-- BEGIN SOURCE DOCUMENT --

The auditor-general’s office was providing feedback to the House finance committee, which is currently assessing a government bill on the state-guaranteed loans.
In a statement, the Audit Office said the proposed amount of up to €2 billion in state-guaranteed loans “needs further substantiation, taking into account that according to the latest data…at the end of the second quarter of 2019 private debt in Cyprus stood at 267 per cent of GDP, the second highest in the EU.”
Flagging the possibility of moral hazard, the Audit Office said it’s particularly wary of provisions in the legislation which would allow the state to guarantee loans that aren’t backed up by collateral.
“In our view, were the House of Representatives to agree in principle to the granting of loans without collateral, this should apply only to self-employed persons or very small businesses, and a cap should be placed on the amount of the loan without collateral.”
The watchdog further drew attention to the clause in the bill allowing the state to cover up to 70 per cent of potential losses to the banks.
As it stands, the bill states that this parameter (the 70 per cent coverage) can be amended, and that any such change requires only a decree issued by the finance minister.
The Audit Office disagreed with the finance minister being given this leeway.
For comparison purposes, it also cited data on similar state-guaranteed loan schemes promulgated by other EU countries.
Cyprus’ €2 billion in state-backed loans accounted for 9.5 per cent of GDP. France’s €300 billion accounted for 12.75 per cent of GDP; Germany’s €500 billion for 14.95 per cent of GDP; and Spain’s €20 billion for 1.66 per cent of GDP.

-- END SOURCE DOCUMENT --
-- BEGIN GIVEN INFORMATION --

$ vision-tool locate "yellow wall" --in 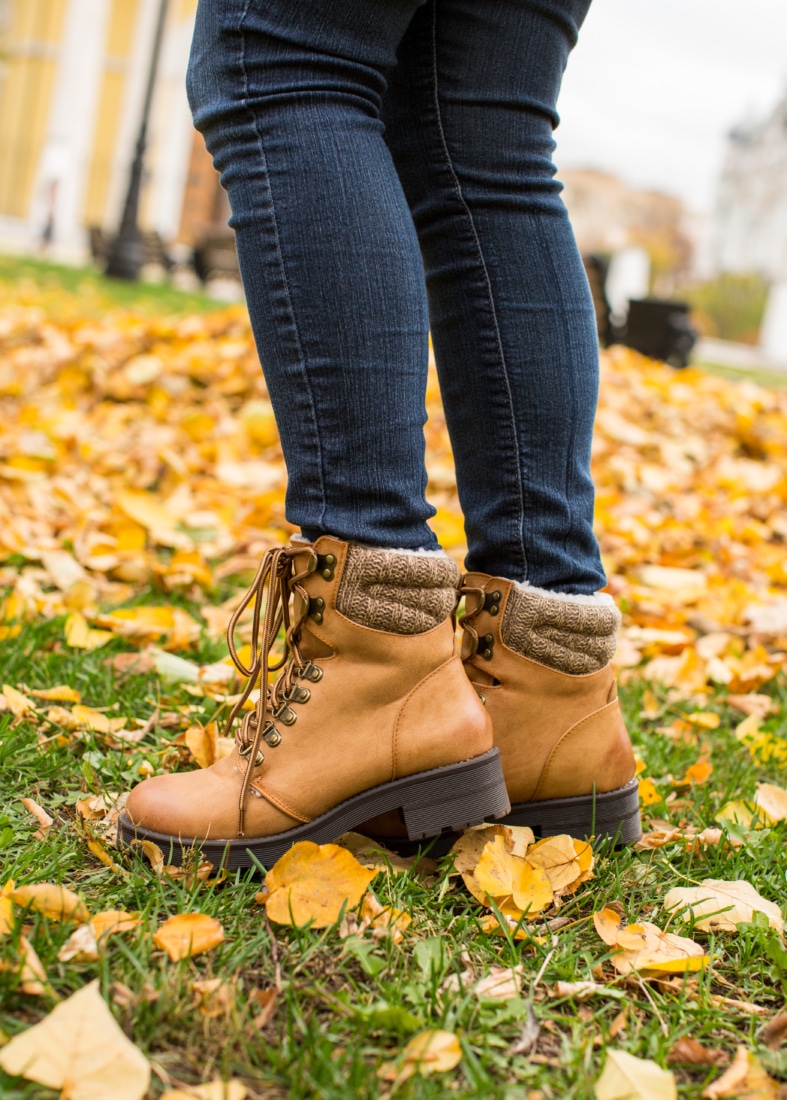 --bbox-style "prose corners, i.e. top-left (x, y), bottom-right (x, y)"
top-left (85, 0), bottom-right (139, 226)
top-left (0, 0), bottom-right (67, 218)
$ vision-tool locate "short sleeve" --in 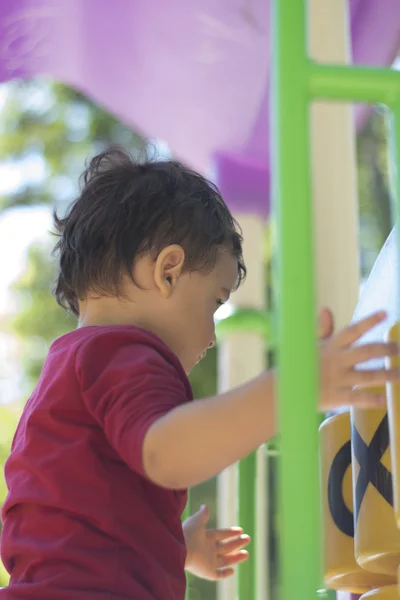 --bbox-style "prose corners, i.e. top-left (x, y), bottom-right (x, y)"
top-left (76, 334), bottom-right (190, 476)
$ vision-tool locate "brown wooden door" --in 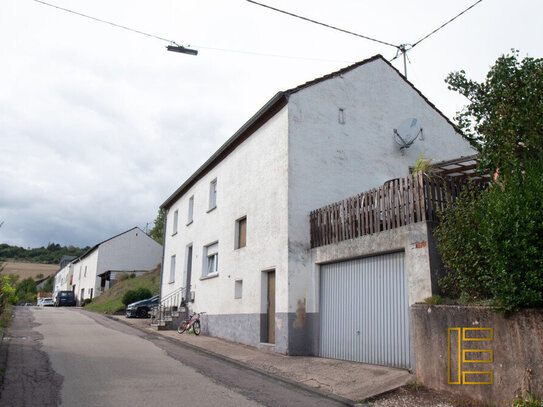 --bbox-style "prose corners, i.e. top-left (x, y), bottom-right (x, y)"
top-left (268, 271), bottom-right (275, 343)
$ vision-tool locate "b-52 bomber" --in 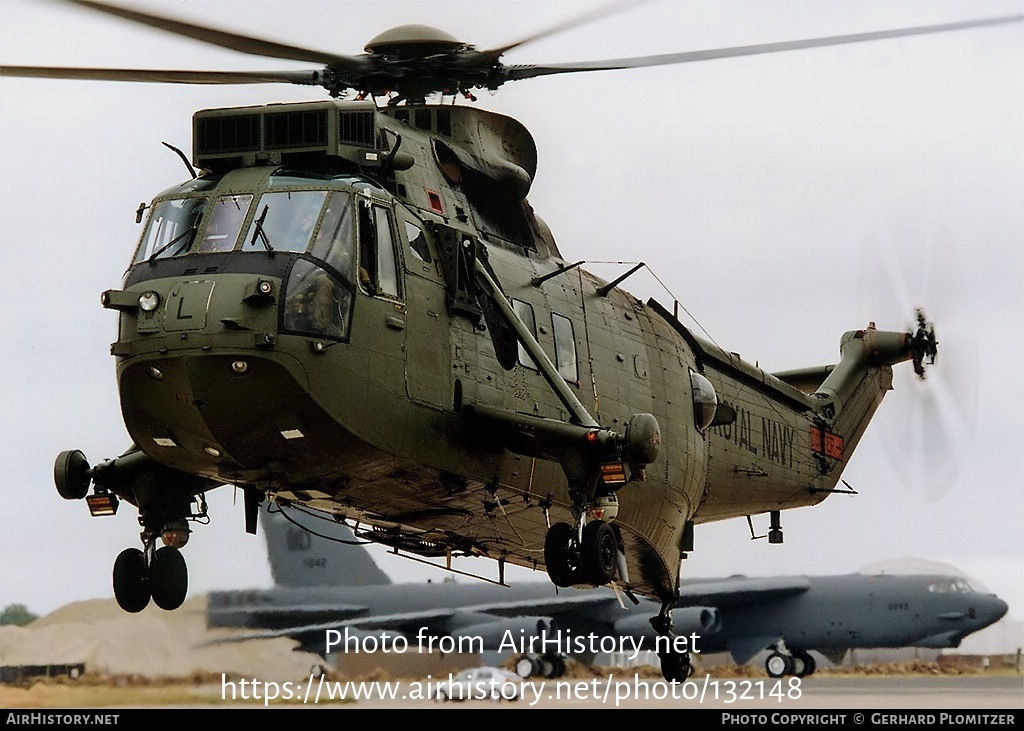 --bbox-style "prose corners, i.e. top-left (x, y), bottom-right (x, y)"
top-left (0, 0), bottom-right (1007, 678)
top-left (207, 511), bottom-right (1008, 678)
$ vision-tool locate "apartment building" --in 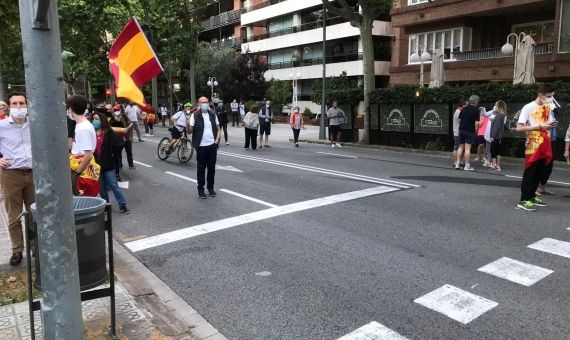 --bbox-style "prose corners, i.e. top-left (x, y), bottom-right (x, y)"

-- END GIVEN INFORMATION --
-- BEGIN GIVEN INFORMATION --

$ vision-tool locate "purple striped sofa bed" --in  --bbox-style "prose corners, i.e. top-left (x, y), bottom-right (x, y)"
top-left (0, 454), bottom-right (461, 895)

-- END GIVEN INFORMATION --

Repeat word for word the stretch of the article above on the Audit Office's review of the state-guaranteed loan bill from "As it stands, the" through "1.66 per cent of GDP.".

EXPECTED OUTPUT.
As it stands, the bill states that this parameter (the 70 per cent coverage) can be amended, and that any such change requires only a decree issued by the finance minister.
The Audit Office disagreed with the finance minister being given this leeway.
For comparison purposes, it also cited data on similar state-guaranteed loan schemes promulgated by other EU countries.
Cyprus’ €2 billion in state-backed loans accounted for 9.5 per cent of GDP. France’s €300 billion accounted for 12.75 per cent of GDP; Germany’s €500 billion for 14.95 per cent of GDP; and Spain’s €20 billion for 1.66 per cent of GDP.